- **Action item**: Working from the line that contains "Query: curb" down to the last line below, repeat each line exactly.

%%

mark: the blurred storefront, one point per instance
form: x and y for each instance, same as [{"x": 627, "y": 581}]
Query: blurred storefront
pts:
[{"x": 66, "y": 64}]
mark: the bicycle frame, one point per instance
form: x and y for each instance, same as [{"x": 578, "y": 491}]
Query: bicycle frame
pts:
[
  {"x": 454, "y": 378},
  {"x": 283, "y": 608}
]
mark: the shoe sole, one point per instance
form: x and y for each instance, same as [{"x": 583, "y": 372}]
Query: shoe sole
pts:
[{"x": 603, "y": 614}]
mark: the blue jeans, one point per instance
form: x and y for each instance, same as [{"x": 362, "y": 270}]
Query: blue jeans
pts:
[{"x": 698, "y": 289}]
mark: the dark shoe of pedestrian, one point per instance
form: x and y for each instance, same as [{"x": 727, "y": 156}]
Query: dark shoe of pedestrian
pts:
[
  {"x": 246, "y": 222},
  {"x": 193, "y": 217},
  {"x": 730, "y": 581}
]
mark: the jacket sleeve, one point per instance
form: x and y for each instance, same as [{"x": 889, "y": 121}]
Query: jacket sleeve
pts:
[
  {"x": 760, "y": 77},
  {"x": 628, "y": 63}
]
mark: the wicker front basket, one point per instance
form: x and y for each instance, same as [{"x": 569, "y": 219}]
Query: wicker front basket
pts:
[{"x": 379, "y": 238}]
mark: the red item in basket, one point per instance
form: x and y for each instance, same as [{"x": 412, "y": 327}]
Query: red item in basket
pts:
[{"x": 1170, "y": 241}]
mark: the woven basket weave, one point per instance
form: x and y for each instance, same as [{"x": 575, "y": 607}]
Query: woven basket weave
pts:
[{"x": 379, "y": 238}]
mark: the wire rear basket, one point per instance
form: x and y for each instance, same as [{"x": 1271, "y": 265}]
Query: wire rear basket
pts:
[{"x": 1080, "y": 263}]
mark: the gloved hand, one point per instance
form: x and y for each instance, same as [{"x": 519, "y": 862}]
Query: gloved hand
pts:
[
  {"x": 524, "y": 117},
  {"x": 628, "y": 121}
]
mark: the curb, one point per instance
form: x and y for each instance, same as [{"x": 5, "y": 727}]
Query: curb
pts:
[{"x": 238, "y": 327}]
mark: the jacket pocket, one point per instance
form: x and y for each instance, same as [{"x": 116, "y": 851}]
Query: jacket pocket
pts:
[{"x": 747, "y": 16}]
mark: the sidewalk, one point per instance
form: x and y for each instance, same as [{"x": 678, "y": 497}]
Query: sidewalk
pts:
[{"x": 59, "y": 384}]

%%

- **Task result**:
Query: curb
pts:
[{"x": 238, "y": 327}]
mark: the jacket pocket, one point per instance
form: x and y for each instance, same as [{"x": 116, "y": 851}]
Query: jacket pocket
pts:
[{"x": 747, "y": 16}]
mark: the sidewalk, one point per instance
form: x and y for each instance, same as [{"x": 678, "y": 497}]
Query: sidewalk
pts:
[{"x": 59, "y": 384}]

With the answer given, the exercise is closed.